The legacy and cultural heritage of the Lion City
Large-scale projects like the Plaza Singapura shopping centre can make you feel slightly dizzy. Confronted with the sheer scale of the real-estate development (a staggering 122,155 square metres), you glance from one photo to another, from one space to the next, searching for a point of reference that will enable you to comprehend what you are seeing. An invaluable source of historical information, the website of the National Heritage Board of Singapore provides a series of archive photos spanning the period from the early twentieth century through to the present day. In the following descriptions, we take a closer look at a few of these images.
Photo 1: Orchard Road, where Plaza Singapura was first built in 1974 by BEP Akitek Pte Ltd. The photograph was taken on a typically sunny day and shows a road lined with tall trees. The photo is in black and white, and like all vintage photos is slightly out of focus. In the distance we see carts and human figures on foot. But rather than being flanked by vegetation, the road itself appears to be entering a wild, untamed forest.
Photo 2: 1977. The photo immortalises the façade of what was then the largest shopping centre in Southeast Asia. Compared to the redevelopment and expansion project carried out in 2012, it’s almost unrecognisable. The photo is one of a series of images documenting how this space was used by the inhabitants of Singapore, a kind of reportage into the lifestyle of the times. Gazing at these photos, the sensation of dizziness passes and we are able to enter a world that is distant but recognisable, contextualised by the presence of people. People with different customs and lifestyles but sharing in the now universal experience of large shopping centres.

### [DATA EXCERPTS]
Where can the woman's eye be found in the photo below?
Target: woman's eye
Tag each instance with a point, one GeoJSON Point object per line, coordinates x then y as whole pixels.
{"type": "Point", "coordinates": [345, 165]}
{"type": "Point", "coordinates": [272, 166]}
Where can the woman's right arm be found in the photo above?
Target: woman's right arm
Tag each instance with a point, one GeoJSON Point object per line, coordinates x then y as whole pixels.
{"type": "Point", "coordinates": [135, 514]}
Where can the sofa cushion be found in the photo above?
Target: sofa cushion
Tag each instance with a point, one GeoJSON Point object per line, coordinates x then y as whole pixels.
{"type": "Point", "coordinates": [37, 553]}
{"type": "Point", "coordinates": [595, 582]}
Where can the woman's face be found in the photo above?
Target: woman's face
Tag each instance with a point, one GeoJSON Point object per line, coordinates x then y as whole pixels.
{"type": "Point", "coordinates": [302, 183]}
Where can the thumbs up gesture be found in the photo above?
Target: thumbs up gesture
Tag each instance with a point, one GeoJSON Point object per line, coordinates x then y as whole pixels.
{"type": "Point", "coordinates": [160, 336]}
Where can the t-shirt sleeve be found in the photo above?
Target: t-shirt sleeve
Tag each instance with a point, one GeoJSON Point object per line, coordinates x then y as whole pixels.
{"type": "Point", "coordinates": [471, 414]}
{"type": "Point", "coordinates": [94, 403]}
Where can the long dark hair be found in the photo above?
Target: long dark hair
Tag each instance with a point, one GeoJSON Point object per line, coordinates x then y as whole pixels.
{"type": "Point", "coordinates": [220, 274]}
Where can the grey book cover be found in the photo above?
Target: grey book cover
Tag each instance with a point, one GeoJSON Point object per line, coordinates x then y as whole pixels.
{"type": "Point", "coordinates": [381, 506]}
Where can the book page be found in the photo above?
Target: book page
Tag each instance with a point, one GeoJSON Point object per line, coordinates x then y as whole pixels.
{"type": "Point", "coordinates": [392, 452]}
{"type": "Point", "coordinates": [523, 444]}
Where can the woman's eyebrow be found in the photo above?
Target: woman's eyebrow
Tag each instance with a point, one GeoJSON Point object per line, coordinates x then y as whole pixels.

### [JOBS]
1. According to the Lion City heritage text, which firm built Plaza Singapura in 1974?
2. Duplicate the Lion City heritage text, everything from "Photo 2: 1977." down to "large shopping centres.".

### [LIST OF SOLUTIONS]
1. BEP Akitek Pte Ltd

2.
Photo 2: 1977. The photo immortalises the façade of what was then the largest shopping centre in Southeast Asia. Compared to the redevelopment and expansion project carried out in 2012, it’s almost unrecognisable. The photo is one of a series of images documenting how this space was used by the inhabitants of Singapore, a kind of reportage into the lifestyle of the times. Gazing at these photos, the sensation of dizziness passes and we are able to enter a world that is distant but recognisable, contextualised by the presence of people. People with different customs and lifestyles but sharing in the now universal experience of large shopping centres.